_SHORT TASK:_ Copy out the listing from the line containing "Pop quiz! Can you mark the lips" through the line containing "[111,1184,363,1301]", with the requests included, and shift every bounding-box coordinate in the answers up by 150.

[Entries from an annotation dataset]
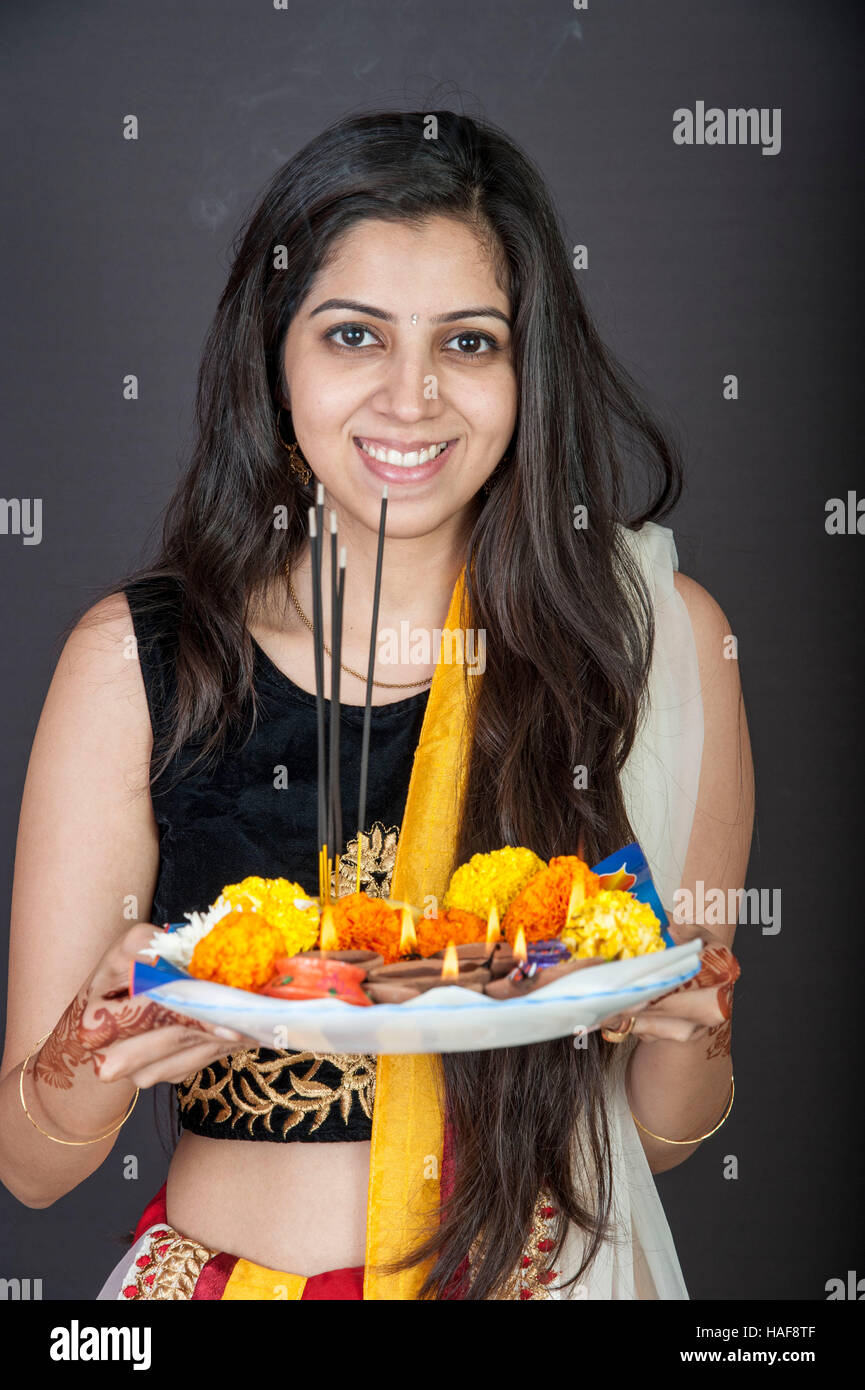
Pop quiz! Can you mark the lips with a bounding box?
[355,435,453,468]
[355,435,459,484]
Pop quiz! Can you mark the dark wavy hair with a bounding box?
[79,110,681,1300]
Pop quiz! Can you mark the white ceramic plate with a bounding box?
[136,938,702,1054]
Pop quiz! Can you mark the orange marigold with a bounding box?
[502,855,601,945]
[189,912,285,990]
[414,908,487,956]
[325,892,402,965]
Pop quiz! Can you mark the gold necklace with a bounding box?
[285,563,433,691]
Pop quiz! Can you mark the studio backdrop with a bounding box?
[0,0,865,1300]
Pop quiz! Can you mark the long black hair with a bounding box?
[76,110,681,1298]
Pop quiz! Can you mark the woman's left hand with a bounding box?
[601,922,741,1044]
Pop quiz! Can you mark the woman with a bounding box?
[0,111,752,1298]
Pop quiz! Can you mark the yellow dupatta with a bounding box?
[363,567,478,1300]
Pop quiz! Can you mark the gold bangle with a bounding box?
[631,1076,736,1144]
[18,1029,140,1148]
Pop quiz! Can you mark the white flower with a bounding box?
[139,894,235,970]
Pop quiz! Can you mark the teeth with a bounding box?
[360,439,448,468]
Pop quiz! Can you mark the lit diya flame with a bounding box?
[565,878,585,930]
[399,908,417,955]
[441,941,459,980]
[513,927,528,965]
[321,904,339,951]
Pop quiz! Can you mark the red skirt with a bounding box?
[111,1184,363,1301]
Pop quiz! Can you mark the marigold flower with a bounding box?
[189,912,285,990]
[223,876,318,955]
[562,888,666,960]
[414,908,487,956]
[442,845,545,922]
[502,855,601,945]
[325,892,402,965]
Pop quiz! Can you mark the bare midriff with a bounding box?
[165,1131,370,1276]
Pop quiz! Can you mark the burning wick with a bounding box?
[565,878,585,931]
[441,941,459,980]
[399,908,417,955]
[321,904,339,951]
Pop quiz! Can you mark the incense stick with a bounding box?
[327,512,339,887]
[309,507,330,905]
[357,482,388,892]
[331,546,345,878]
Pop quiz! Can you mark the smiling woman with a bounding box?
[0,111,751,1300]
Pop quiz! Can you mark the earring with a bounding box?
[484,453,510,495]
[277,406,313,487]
* * *
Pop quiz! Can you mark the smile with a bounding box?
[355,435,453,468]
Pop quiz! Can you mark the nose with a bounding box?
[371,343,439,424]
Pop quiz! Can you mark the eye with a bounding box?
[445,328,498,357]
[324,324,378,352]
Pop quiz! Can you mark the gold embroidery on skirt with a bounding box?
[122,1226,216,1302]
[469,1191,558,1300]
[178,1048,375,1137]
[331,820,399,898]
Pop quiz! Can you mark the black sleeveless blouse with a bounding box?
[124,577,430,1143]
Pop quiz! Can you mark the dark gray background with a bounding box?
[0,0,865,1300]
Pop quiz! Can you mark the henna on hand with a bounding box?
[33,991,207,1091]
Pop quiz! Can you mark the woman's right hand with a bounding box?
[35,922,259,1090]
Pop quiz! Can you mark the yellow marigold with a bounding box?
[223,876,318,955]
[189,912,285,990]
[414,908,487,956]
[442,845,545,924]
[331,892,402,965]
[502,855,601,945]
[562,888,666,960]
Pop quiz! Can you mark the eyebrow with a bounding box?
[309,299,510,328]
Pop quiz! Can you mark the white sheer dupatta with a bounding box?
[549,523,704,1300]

_ANSWER TO THE PROBLEM:_
Pop quiz! Can you mark the lips with a bounding box?
[505,585,603,618]
[505,585,609,634]
Pop quiz! Can you mark the dark wavy hair with a bounding box?
[229,260,831,1450]
Pop quiz! Can you mark the white ceramic plate with a bounding box?
[286,1088,852,1204]
Pop quiz! Can you mark the orange marigold with a bounding box?
[652,1005,751,1095]
[339,1062,435,1140]
[564,1058,637,1106]
[475,1042,552,1115]
Pop quiz! Can you mark the gold necklace with a bounding box?
[435,713,583,841]
Pop quiz! Can you mark the studio backdrop with a bounding box?
[150,150,1015,1450]
Pop quiz! Can you mark the long black hair with a bounding box?
[226,260,831,1448]
Pop quiz! Can you mark the woman's left hand with a bounding box?
[751,1072,891,1194]
Pop quiz! Can you mark the woman with a bounding box?
[150,261,902,1448]
Pop quiz! Can you mark the yellow dupatta with a bounding box?
[513,717,628,1450]
Pop quiz! Can you mark the gold bangle with a bounding box?
[781,1226,886,1294]
[168,1179,290,1298]
Pop quiz! Can you mark the white flower with a bounding box?
[289,1044,385,1120]
Pop quiz! Can you mark the teeth with a bounding box?
[510,589,598,618]
Pop quiz! Can you mark the lit diya flame with a bounding box?
[715,1028,735,1080]
[549,1058,567,1105]
[591,1091,609,1130]
[663,1077,678,1115]
[471,1054,489,1101]
Pop quiz! Can you mark the red skirt with a bounding box?
[261,1334,513,1451]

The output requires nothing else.